### Task to carry out
Exactly as they appear, reproduce the lines from the one holding "the seagull in the picture above?" through the last line of the material below.
START Records supplied
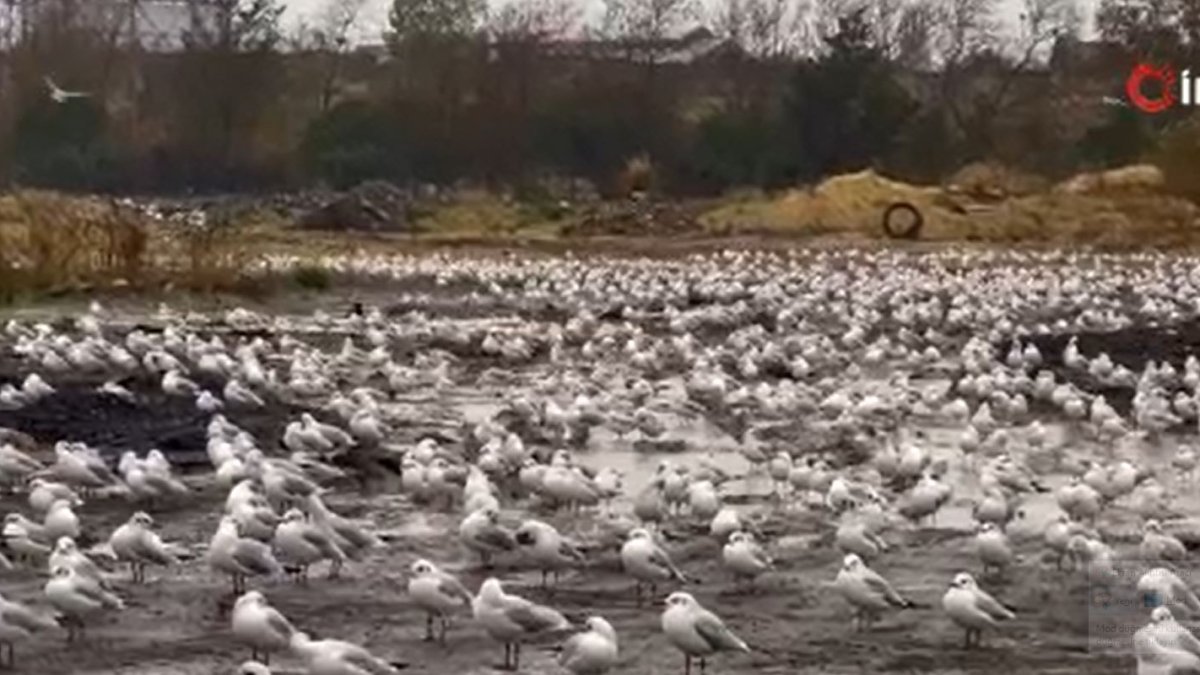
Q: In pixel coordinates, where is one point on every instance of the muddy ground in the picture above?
(793, 621)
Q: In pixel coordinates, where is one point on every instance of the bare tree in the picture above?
(643, 25)
(330, 37)
(913, 41)
(981, 69)
(534, 21)
(766, 29)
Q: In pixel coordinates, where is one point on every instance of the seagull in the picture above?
(253, 668)
(240, 556)
(339, 657)
(257, 623)
(549, 550)
(645, 561)
(744, 557)
(592, 652)
(696, 632)
(972, 608)
(78, 597)
(301, 543)
(867, 591)
(481, 532)
(438, 593)
(511, 619)
(17, 622)
(60, 95)
(137, 543)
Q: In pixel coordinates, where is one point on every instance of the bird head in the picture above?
(1161, 614)
(250, 597)
(423, 567)
(681, 598)
(491, 590)
(963, 580)
(639, 533)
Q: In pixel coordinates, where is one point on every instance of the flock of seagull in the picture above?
(856, 353)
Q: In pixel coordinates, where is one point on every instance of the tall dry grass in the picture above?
(51, 242)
END Records supplied
### Result of the exercise
Q: In pixel coordinates, where is one point on every instance of the seagull in the picture above?
(253, 668)
(240, 556)
(339, 657)
(257, 623)
(549, 550)
(645, 561)
(744, 557)
(592, 652)
(696, 632)
(972, 608)
(78, 597)
(301, 543)
(867, 591)
(481, 532)
(438, 593)
(511, 619)
(17, 622)
(60, 95)
(137, 543)
Q: In pixel coordinates, where is one point on every instance of the bird head in the picture above?
(1161, 614)
(250, 597)
(423, 567)
(681, 598)
(491, 590)
(963, 580)
(639, 533)
Q: In pixel coordinates, where is one point on every instance of the flock of seagull in the picture above?
(856, 353)
Q: In pixel coordinates, where is one point on every instance of the tall dry grass in the picture above?
(51, 242)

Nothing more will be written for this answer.